--- start of DATA ENTRIES ---

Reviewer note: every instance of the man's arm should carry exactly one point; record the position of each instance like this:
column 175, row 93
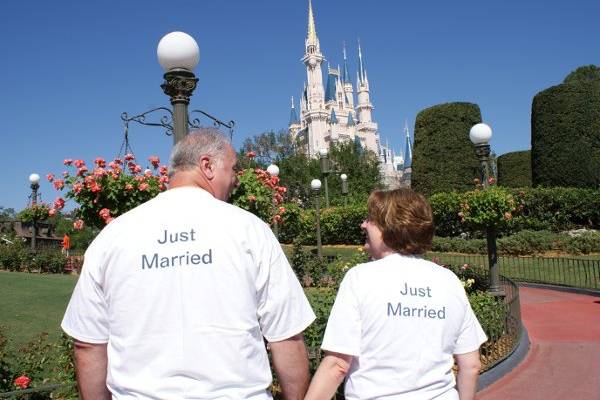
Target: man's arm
column 331, row 372
column 468, row 373
column 290, row 361
column 91, row 363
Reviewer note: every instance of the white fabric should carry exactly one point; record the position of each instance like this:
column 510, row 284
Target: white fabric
column 401, row 352
column 189, row 322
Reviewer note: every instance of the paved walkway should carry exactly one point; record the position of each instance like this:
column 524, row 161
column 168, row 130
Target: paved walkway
column 564, row 358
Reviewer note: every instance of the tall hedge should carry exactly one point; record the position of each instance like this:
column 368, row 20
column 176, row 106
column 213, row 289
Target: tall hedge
column 565, row 134
column 514, row 169
column 443, row 156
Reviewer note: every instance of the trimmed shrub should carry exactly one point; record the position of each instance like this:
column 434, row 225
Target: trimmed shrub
column 514, row 169
column 565, row 134
column 443, row 158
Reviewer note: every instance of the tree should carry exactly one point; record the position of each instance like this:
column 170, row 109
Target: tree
column 514, row 169
column 444, row 158
column 269, row 147
column 585, row 73
column 565, row 133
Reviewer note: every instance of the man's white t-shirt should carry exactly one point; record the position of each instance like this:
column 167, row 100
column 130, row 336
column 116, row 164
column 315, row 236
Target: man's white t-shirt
column 183, row 289
column 402, row 318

--- end of DATA ENTRIES ---

### REQUIREMENTS
Please rewrite the stretch from the start of the data through the line containing "column 91, row 363" as a JSON list of strings, one string per line, with blank lines skipped and the pictures left out.

### RESULT
[
  "Reviewer note: every instance of the man's arm should carry exactly one point; record the position of each instance like this:",
  "column 175, row 93",
  "Target: man's arm",
  "column 331, row 372",
  "column 468, row 373",
  "column 290, row 361",
  "column 91, row 363"
]